Output each record below exactly as it stands, leaving out the pictures.

DATA SHOWN>

-=-=-

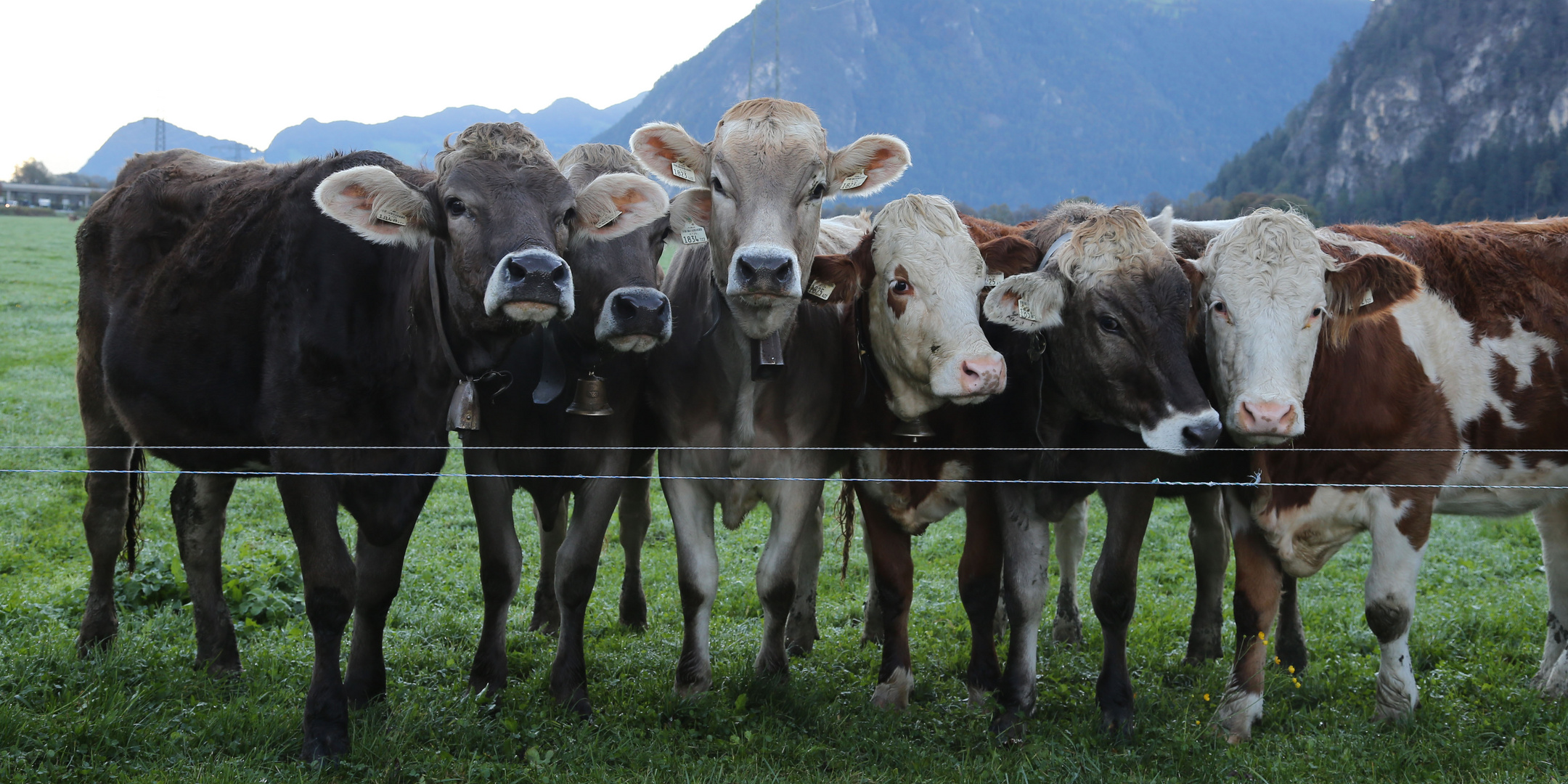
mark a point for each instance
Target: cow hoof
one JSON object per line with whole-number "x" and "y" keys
{"x": 894, "y": 693}
{"x": 1008, "y": 727}
{"x": 1236, "y": 716}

-=-=-

ANSWER SECTION>
mark a point for each instance
Target: cow hoof
one JSON object per line with whole-number "x" and "y" keys
{"x": 894, "y": 693}
{"x": 1008, "y": 727}
{"x": 1236, "y": 716}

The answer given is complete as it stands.